Object point labels:
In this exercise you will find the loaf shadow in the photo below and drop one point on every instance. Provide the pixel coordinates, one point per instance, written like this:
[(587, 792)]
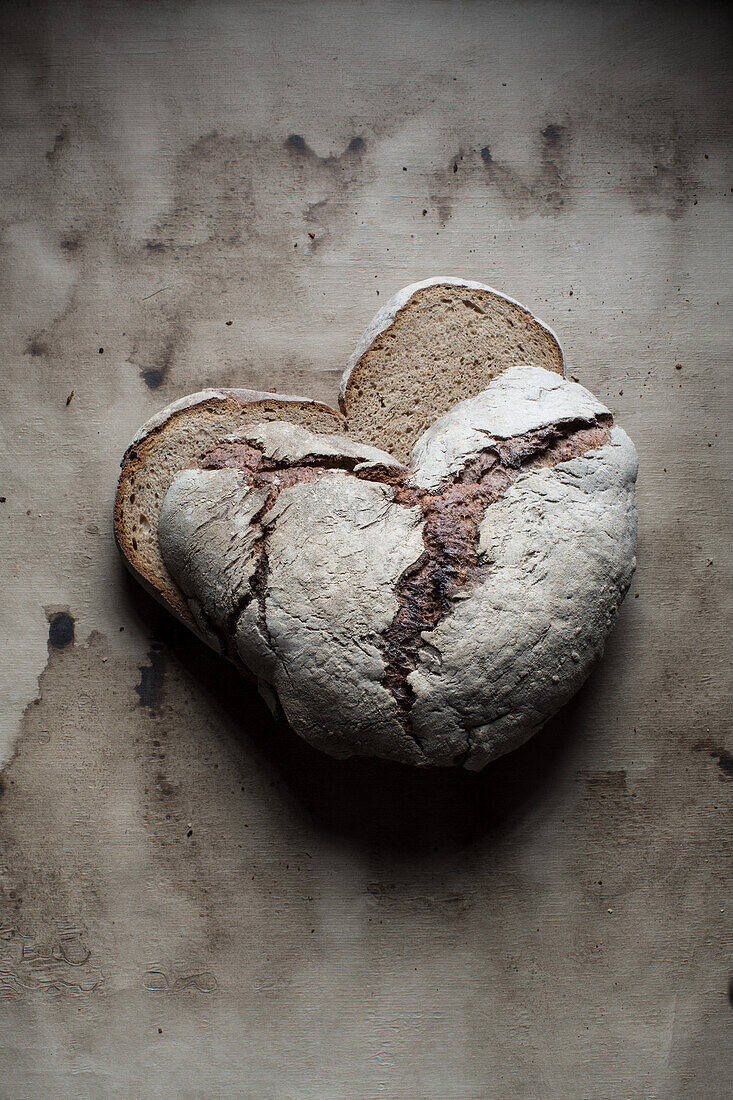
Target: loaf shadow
[(372, 802)]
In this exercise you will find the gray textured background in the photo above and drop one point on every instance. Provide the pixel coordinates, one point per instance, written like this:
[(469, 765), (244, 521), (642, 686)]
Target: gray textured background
[(190, 903)]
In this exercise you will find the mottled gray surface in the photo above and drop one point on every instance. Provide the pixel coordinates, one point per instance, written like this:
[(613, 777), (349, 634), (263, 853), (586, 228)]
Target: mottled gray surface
[(194, 904)]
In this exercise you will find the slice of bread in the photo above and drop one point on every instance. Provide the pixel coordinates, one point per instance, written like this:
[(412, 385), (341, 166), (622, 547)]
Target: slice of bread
[(433, 344), (170, 442)]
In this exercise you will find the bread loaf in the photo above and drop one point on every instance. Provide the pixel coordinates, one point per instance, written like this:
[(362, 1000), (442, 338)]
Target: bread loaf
[(433, 344), (445, 339), (436, 613)]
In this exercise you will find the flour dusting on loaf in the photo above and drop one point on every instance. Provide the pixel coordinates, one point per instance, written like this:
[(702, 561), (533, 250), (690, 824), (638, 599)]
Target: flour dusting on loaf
[(431, 614)]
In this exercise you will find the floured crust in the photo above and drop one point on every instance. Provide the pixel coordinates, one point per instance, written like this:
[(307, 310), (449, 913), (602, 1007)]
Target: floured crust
[(385, 317), (164, 446), (435, 343), (385, 607)]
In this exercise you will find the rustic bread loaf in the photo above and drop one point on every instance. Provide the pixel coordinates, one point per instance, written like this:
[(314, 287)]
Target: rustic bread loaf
[(433, 344), (436, 614), (170, 442)]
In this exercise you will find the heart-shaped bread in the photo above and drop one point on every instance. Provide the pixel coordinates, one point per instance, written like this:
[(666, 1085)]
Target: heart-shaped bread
[(436, 613)]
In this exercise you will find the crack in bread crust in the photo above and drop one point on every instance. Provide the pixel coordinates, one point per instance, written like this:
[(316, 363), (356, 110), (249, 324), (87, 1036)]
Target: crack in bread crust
[(452, 514)]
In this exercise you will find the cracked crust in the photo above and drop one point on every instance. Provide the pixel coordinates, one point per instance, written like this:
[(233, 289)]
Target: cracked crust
[(165, 446), (381, 604)]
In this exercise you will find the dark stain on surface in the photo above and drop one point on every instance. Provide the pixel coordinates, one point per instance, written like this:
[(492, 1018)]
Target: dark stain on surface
[(151, 679), (721, 755), (154, 376), (724, 761), (296, 143), (70, 243), (554, 134), (37, 348), (59, 141), (542, 185), (61, 629)]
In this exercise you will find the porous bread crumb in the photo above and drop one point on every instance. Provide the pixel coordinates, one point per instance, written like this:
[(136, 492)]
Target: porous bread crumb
[(444, 345)]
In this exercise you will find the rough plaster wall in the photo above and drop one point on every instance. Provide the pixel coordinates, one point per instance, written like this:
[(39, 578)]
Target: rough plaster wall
[(193, 903)]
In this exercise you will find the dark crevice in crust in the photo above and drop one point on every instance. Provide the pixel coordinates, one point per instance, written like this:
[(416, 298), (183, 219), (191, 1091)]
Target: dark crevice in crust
[(452, 514)]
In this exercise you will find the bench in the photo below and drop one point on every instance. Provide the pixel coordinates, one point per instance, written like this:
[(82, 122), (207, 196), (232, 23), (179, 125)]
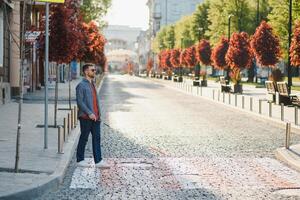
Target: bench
[(285, 97), (225, 87), (271, 89)]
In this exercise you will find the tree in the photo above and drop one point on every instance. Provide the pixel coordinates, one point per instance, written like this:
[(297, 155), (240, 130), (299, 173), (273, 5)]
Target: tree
[(200, 22), (239, 55), (295, 46), (279, 20), (94, 10), (219, 53), (265, 45)]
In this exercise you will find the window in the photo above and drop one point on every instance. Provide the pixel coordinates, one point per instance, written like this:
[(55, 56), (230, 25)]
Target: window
[(1, 38)]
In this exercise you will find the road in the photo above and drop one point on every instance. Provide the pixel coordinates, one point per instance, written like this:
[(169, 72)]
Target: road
[(165, 144)]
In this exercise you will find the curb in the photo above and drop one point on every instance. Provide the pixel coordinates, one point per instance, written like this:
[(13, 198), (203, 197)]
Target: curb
[(289, 156), (55, 179)]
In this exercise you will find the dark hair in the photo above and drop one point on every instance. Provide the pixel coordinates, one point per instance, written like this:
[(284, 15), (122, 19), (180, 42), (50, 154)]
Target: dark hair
[(86, 66)]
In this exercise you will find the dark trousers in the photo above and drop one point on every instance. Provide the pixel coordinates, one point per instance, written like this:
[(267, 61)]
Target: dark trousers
[(87, 127)]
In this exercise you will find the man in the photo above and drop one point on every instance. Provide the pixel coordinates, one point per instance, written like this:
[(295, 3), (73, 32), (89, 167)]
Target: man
[(89, 117)]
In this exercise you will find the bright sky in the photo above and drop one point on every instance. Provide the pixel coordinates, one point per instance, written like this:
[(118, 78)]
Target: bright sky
[(134, 13)]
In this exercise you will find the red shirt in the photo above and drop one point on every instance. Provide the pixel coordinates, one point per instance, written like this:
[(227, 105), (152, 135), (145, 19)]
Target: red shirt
[(95, 104)]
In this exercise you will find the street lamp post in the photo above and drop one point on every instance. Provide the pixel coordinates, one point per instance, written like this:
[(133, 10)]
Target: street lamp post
[(229, 34), (289, 67)]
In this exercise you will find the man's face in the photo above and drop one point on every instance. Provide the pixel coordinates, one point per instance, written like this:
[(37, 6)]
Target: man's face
[(91, 71)]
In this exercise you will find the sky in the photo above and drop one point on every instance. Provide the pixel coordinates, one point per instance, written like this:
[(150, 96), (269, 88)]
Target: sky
[(134, 13)]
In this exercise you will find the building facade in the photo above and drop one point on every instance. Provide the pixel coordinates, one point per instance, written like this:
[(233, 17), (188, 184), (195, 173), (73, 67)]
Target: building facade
[(165, 12)]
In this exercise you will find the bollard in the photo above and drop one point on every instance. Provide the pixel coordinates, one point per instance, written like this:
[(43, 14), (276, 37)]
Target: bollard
[(282, 112), (270, 109), (60, 139), (235, 100), (65, 129), (243, 102), (201, 90), (259, 106), (296, 115), (72, 118), (287, 135), (69, 124)]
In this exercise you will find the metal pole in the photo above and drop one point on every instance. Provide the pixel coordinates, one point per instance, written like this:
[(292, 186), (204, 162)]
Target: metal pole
[(296, 115), (282, 112), (259, 106), (287, 135), (46, 78), (289, 70), (235, 101), (243, 102), (270, 109)]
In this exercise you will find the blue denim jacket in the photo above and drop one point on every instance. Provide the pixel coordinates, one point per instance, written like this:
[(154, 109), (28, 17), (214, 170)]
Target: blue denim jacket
[(84, 98)]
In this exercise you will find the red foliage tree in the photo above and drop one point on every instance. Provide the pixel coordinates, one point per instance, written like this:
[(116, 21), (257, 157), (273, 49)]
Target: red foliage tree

WHAT THE TASK ASKS:
Rewrite all of the material, swapping every "drop one point" for "place one point" and leaving everything else unchanged. Omit the pictures from your answer.

FULL SOLUTION:
In this exercise you will find the loaf shadow in the photo below and place one point on every instance. Provide the pixel coordinates, one point per instance, written like this:
[(587, 792)]
Target: loaf shadow
[(372, 802)]
In this exercise you will find the gray textured background in the photo above and place one point on every instance. Provide the pixel coordinates, one point per instance, written like this:
[(469, 765), (244, 521), (642, 686)]
Target: gray textured background
[(190, 903)]
In this exercise you will find the mottled gray surface in the photo above and place one point on every instance. Provide the pixel coordinates, one point per instance, written like this:
[(613, 777), (349, 634), (263, 853), (586, 228)]
Target: mottled gray surface
[(194, 904)]
In this exercise you will find the slice of bread in the photo above and place one point on every instance. Provide the pixel coordinates, one point per instance, written like this:
[(412, 385), (341, 166), (622, 547)]
Target: slice of bread
[(433, 344), (170, 442)]
In this exercise you will find the bread loaf in the photo above and place one point on every instance. Provide the pixel coordinates, one point per instance, written like this:
[(362, 1000), (442, 338)]
Target: bread loaf
[(433, 344), (445, 339), (436, 613)]
In this exercise you will find the flour dusting on loaf in the photo above and place one point on every instance. Provide the pixel coordinates, one point per instance, written like this:
[(702, 561), (533, 250), (690, 824), (638, 599)]
Target: flour dusting on loaf
[(431, 614)]
In this exercise you will find the floured crust in the photo above and place one point on every instance. Provide the pixel coordinates, one point per instance, written like this:
[(307, 310), (449, 913), (602, 1007)]
Target: floured crust
[(385, 317), (164, 446), (435, 343), (385, 607)]
In this exercise you will find the rustic bread loaf in the photo above and place one point on every instance. Provide the pixel coordinates, one point per instance, written like this:
[(314, 287)]
Target: rustic bread loaf
[(433, 344), (436, 614), (170, 442)]
In this exercise you will find the heart-shaped bread in the photo above and place one point on every instance. Provide the pixel coordinates, one point per instance, written like this:
[(666, 1085)]
Target: heart-shaped bread
[(436, 613)]
In this exercise you will find the crack in bread crust in the photo above and place one point on every instance. Provide the pixel coordinates, one point per instance, written like this:
[(316, 363), (356, 110), (249, 324), (87, 1036)]
Target: crack in bread crust
[(452, 514)]
In this exercise you will find the cracked crust in the photo above and place one point on every instance. Provide the pixel coordinates, one point per instance, written like this:
[(233, 289)]
Target: cracked crust
[(165, 446), (381, 604)]
In this exercise you will find the dark stain on surface in the photo above and place one point on every instance. Provide the pixel coordinates, one point per instance, written like this:
[(492, 1018)]
Target: dark stain on surface
[(151, 679), (721, 755), (154, 376), (724, 761), (296, 143), (70, 243), (554, 134), (37, 348), (59, 141), (542, 185), (61, 629)]
In this exercise you will find the porous bread crumb in the photo above and place one point on every instance. Provide the pixel coordinates, one point per instance, written like this:
[(136, 492)]
Target: porous bread crumb
[(444, 345)]
In this exercise you will find the rough plaster wall in the photo above and place one point on every instance. Provide the pixel coordinates, one point per instance, written like this:
[(39, 578)]
Target: rough plaster wall
[(193, 903)]
In this exercise you will find the dark crevice in crust in the photo above and place one point on every instance. Provide the pixel coordinates, one point per instance, written like this:
[(416, 298), (183, 219), (191, 1091)]
Target: dark crevice in crust
[(452, 514)]
In this exercise you will find the bench in the photo below and place one point on every instance. Provide the pixel coordinates, one point per instance, written like this:
[(82, 122), (207, 196), (232, 23), (179, 125)]
Target: bench
[(285, 97), (225, 87), (271, 89)]
In this exercise you will find the tree in the photo above and place one point on every instance. Provide the pixel coordinates, one point per instance, written like this:
[(297, 155), (240, 130), (299, 173), (273, 5)]
Target: tree
[(200, 22), (239, 55), (295, 46), (279, 20), (94, 10), (219, 53), (265, 45)]
In this exercise you will find the window in the photo above and place one point on every instance. Provide the pixel coordinates, one point per instance, written like this:
[(55, 56), (230, 25)]
Target: window
[(1, 38)]
In this exercise you will find the road in the photo above and place one point on every instance. Provide the pixel coordinates, one point per instance, written like this:
[(169, 72)]
Target: road
[(165, 144)]
In this exercise you will find the curb in the photo above and place one point on every instance. Provide the pixel coordinates, one point per instance, written like this:
[(13, 198), (203, 197)]
Target: curb
[(289, 156), (55, 179)]
In this exercise you will find the dark hair in the photo above and place one point on every instance. Provide the pixel coordinates, one point per instance, written like this:
[(284, 15), (122, 19), (180, 42), (50, 154)]
Target: dark hair
[(86, 66)]
In this exercise you will find the dark trousers in the photo above and place one point on every instance. Provide the pixel coordinates, one point per instance, written like this:
[(267, 61)]
Target: dark trousers
[(87, 127)]
In this exercise you will find the man in the photo above and place one point on every instance. Provide the pixel coordinates, one point per instance, written like this:
[(295, 3), (73, 32), (89, 167)]
Target: man
[(89, 117)]
In this exercise you will find the bright sky in the photo above and place one point on every instance. Provide the pixel coordinates, one point per instance, written like this:
[(118, 78)]
Target: bright sky
[(134, 13)]
In this exercise you will find the red shirt in the photo above and place one point on every instance. Provide the pixel coordinates, one point per instance, written like this:
[(227, 105), (152, 135), (145, 19)]
Target: red shirt
[(95, 104)]
In this exercise you will find the street lamp post in the photo above and place one point on every instance. Provide the pixel coordinates, one point per instance, written like this:
[(133, 10)]
Target: street lamp post
[(229, 34), (289, 67)]
In this exercise you will find the man's face in the photo above and place one point on every instance. Provide the pixel coordinates, one point per instance, written like this:
[(37, 6)]
Target: man's face
[(91, 71)]
In this exercise you will find the sky in the photo above and place one point on every instance. Provide the pixel coordinates, one point per instance, written like this:
[(150, 96), (269, 88)]
Target: sky
[(134, 13)]
In this exercise you will find the building facade in the photo above and place one point on every instance. Provide the pixel coordinates, one point per instance, written like this:
[(233, 17), (188, 184), (195, 173), (73, 67)]
Target: building facade
[(165, 12)]
In this exercise you will find the bollard in the photo above and place one point on every instance. Provide the pixel coordinates, one point per instance, written like this:
[(43, 14), (276, 37)]
Target: bollard
[(282, 112), (270, 109), (60, 139), (235, 100), (65, 129), (243, 102), (201, 90), (259, 106), (296, 115), (72, 118), (287, 135), (69, 124)]
In this exercise you will find the metal pole in the photo above and place one point on every instance. Provide the pixel coordinates, one point per instance, written like this:
[(292, 186), (204, 162)]
Target: metal pole
[(296, 115), (282, 112), (259, 106), (287, 135), (46, 78), (289, 70), (235, 101), (243, 102), (270, 109)]
In this exercise you will find the blue denim jacket in the photo above and place one point on every instance. Provide the pixel coordinates, one point per instance, written like this:
[(154, 109), (28, 17), (214, 170)]
Target: blue denim jacket
[(84, 98)]
In this exercise you will find the red foliage tree in the photo above and place one point on every instance. Provide the pixel coordinates, one point per instance, written like this:
[(116, 21), (257, 157), (273, 49)]
Target: red foliage tree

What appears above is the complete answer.